>> Start READING TEXT
3696 The Luckiest number 最小X整数倍数 大整数质因数分解及欧拉函数，dfs求大整数的所有约数

The Luckiest number

Time Limit: 1000MS		Memory Limit: 65536K
Total Submissions: 2349		Accepted: 537

Description

Chinese people think of '8' as the lucky digit. Bob also likes digit '8'. Moreover, Bob has his own lucky number L. Now he wants to construct his luckiest number which is the minimum among all positive integers that are a multiple of L and consist of only digit '8'.

Input

The input consists of multiple test cases. Each test case contains exactly one line containing L(1 ≤ L ≤ 2,000,000,000).

The last test case is followed by a line containing a zero.

Output

For each test case, print a line containing the test case number( beginning with 1) followed by a integer which is the length of Bob's luckiest number. If Bob can't construct his luckiest number, print a zero.

Sample Input

8
11
16
0

Sample Output

Case 1: 1
Case 2: 2
Case 3: 0

#include<iostream>
#include<algorithm>
#include<cstring>
#include<cstdlib>
#include<cstdio>
#include<ctime>
#define bignum long long
using namespace std;
//求a，b的最大公约数
bignum gcd(bignum a,bignum b)
{
    return b==0?a:gcd(b,a%b);
}
//求a*b%c,因为a，b很大，所以要先将b写成二进制数，再加：例如3*7=3*(1+2+4);
bignum mulmod(bignum a,bignum b,bignum c)
{
    bignum cnt=0,temp=a;
    while(b)
    {
        if(b&1) cnt=(cnt+temp)%c;
        temp=(temp+temp)%c;
        b>>=1;
    }
    return cnt;
}
//求a^b%c,再次将b写成二进制形式，例如：3^7=3^1*3^2*3^4;
bignum powmod(bignum a,bignum b,bignum c)
{
    bignum cnt=1,temp=a;
    while(b)
    {
        if(b&1) cnt=mulmod(cnt,temp,c);//cnt=(cnt*temp)%c;
        temp=mulmod(temp,temp,c);//temp=(temp*temp)%c;
        b>>=1;
    }
    return cnt;
}
//Miller-Rabin测试n是否为素数,1表示为素数，0表示非素数
int pri[10]={2,3,5,7,11,13,17,19,23,29};
bool Miller_Rabin(bignum n)
>> End READING TEXT
>> Start MATERIAL
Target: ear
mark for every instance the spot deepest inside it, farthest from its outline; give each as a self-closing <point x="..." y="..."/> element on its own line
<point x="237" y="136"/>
>> End MATERIAL
>> Start MATERIAL
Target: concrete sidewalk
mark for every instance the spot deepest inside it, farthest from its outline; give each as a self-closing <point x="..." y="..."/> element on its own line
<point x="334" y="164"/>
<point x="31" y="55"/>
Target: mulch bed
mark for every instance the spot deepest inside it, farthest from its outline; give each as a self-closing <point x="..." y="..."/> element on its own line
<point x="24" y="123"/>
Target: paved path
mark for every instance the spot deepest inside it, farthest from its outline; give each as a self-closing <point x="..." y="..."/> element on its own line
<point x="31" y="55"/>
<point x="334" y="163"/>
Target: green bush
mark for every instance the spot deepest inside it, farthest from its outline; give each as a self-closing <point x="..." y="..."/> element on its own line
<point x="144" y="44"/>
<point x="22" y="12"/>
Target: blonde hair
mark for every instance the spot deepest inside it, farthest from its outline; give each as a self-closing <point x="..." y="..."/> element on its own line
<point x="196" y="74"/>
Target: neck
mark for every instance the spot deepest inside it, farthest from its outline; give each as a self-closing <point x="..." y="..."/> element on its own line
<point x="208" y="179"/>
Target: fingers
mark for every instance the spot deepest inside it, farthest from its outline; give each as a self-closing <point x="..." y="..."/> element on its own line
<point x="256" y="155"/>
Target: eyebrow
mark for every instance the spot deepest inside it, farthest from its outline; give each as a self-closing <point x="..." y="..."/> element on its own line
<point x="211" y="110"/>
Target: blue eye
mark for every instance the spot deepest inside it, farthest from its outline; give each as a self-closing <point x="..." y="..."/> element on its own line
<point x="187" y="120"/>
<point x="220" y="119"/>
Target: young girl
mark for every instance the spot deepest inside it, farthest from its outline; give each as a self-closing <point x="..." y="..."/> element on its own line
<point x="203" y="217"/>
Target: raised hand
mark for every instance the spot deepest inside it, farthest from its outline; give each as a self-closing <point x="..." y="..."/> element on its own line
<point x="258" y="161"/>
>> End MATERIAL
>> Start MATERIAL
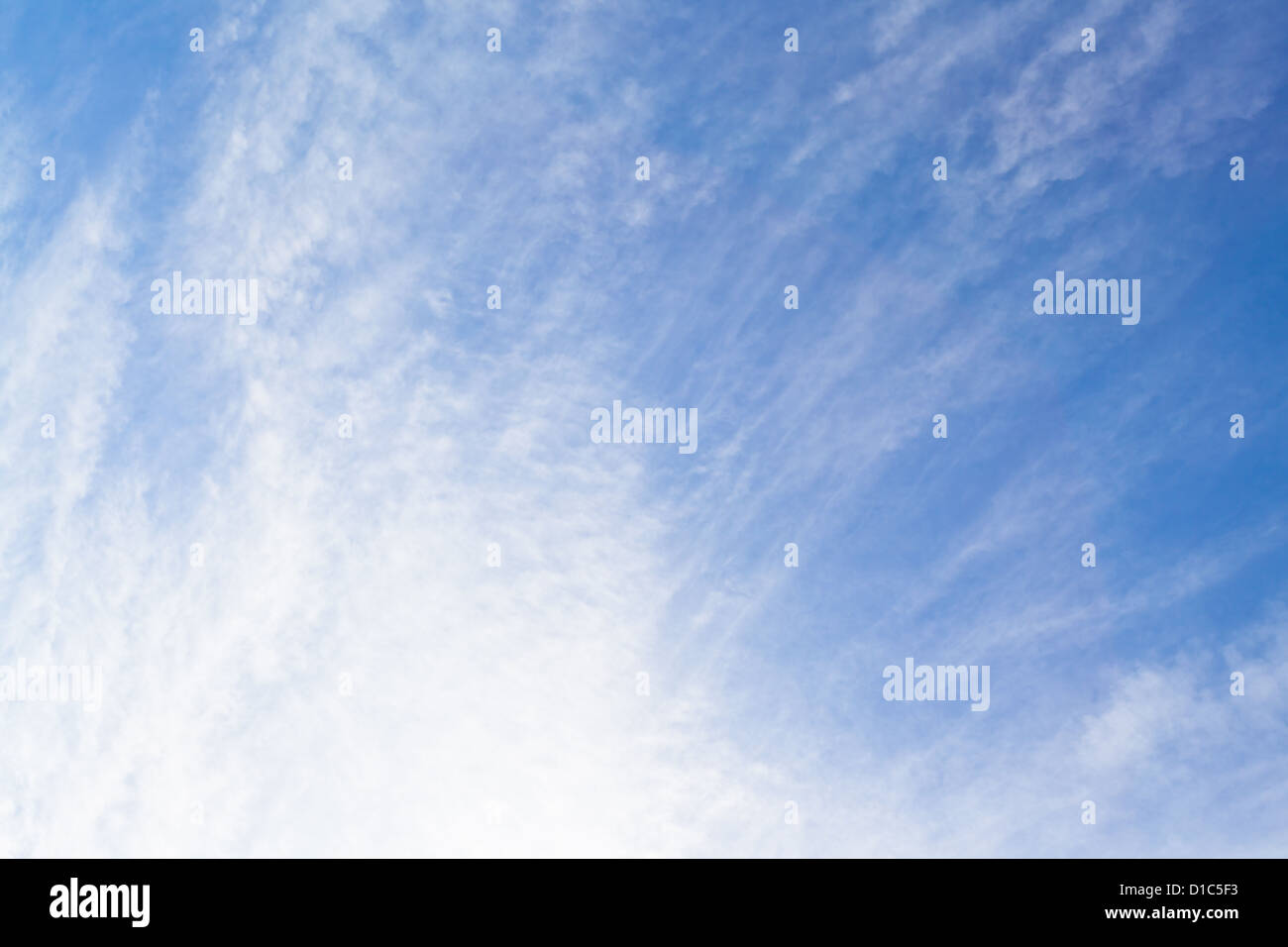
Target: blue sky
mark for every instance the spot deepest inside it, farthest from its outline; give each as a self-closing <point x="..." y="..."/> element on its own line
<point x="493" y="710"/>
>> End MATERIAL
- _LIST OF TASKS_
**A.** According to the luckiest number page, what line follows the last test case in the input?
**B.** Repeat the part of the luckiest number page that opens with the words "3696 The Luckiest" and closes with "L ≤ 2,000,000,000).".
**C.** Pick up the luckiest number page from the point where it stops and continue it.

- _ANSWER LIST_
**A.** A line containing a zero.

**B.**
3696 The Luckiest number 最小X整数倍数 大整数质因数分解及欧拉函数，dfs求大整数的所有约数

The Luckiest number

Time Limit: 1000MS		Memory Limit: 65536K
Total Submissions: 2349		Accepted: 537

Description

Chinese people think of '8' as the lucky digit. Bob also likes digit '8'. Moreover, Bob has his own lucky number L. Now he wants to construct his luckiest number which is the minimum among all positive integers that are a multiple of L and consist of only digit '8'.

Input

The input consists of multiple test cases. Each test case contains exactly one line containing L(1 ≤ L ≤ 2,000,000,000).

**C.**
{
    if(n<2) return 0;
    if(n==2) return 1;
    if(!(n&1)) return 0;
    bignum k=0,m;
    m=n-1;
    while(m%2==0) m>>=1,k++;//n-1=m*2^k
    for(int i=0;i<10;i++)
    {
        if(pri[i]>=n) return 1;
        bignum a=powmod(pri[i],m,n);
        if(a==1) continue;
        int j;
        for(j=0;j<k;j++)
        {
            if(a==n-1) break;
            a=mulmod(a,a,n);
        }
        if(j<k) continue;
        return 0;
    }
    return 1;
}
//pollard_rho 大整数分解，给出n的一个非1因子，返回n是为一次没有找到
bignum pollard_rho(bignum C,bignum N)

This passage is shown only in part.